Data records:
- - - - - - -

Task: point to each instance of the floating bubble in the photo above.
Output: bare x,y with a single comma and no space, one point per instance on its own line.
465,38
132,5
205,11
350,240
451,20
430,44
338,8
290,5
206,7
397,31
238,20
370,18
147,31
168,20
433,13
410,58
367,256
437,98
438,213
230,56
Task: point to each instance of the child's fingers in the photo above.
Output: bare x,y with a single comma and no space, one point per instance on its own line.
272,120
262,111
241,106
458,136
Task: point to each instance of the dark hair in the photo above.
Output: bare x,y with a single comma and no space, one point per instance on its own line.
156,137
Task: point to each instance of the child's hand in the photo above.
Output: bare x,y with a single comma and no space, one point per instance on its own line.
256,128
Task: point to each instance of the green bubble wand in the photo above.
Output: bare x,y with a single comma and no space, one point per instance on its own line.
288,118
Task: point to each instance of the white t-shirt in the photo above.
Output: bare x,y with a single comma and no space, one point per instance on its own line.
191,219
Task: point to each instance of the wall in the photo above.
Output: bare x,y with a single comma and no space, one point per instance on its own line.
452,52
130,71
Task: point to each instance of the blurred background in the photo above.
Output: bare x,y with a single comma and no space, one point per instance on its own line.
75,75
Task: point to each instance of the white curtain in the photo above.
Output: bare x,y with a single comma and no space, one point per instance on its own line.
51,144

- - - - - - -

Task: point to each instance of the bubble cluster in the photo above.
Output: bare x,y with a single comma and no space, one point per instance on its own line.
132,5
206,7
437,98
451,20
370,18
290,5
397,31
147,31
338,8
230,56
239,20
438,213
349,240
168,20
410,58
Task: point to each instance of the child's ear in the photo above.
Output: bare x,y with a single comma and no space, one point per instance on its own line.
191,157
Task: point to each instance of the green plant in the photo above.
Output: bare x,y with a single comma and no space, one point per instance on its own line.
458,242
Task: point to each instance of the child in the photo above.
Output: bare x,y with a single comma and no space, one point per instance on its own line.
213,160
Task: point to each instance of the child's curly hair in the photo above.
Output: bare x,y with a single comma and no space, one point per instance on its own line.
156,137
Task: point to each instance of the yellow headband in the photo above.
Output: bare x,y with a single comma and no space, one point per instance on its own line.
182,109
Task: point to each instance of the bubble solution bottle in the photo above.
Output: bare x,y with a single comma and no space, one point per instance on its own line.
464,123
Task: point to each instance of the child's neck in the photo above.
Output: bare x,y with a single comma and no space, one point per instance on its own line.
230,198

- - - - - - -

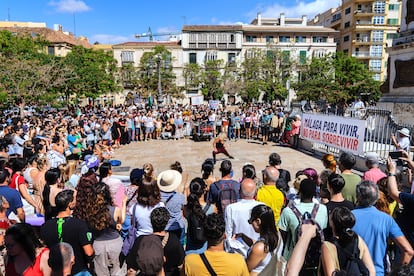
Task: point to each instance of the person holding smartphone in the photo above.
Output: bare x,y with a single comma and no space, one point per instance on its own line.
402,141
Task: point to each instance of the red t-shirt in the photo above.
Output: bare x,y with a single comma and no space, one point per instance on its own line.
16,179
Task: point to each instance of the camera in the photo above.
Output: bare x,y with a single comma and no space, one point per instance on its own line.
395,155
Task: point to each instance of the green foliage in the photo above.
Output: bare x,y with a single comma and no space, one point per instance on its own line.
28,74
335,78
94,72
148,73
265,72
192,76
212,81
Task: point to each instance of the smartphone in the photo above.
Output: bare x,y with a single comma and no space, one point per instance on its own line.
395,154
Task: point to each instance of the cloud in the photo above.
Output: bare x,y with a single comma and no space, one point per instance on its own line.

- - - - - - -

Exercise
With the first line being the one containing "Task: point to each instance of the dark" and the last line the one containing "Task: point to each instance of the child's hand", transcribe exactly the lines above that fall in that range.

Exercise result
Task: point to each instance of the dark hair in the photo above.
Output: bare x,y with a single comma and no space, one point per instance on its own line.
156,137
Task: point to each instance of the child's hand in the photo above.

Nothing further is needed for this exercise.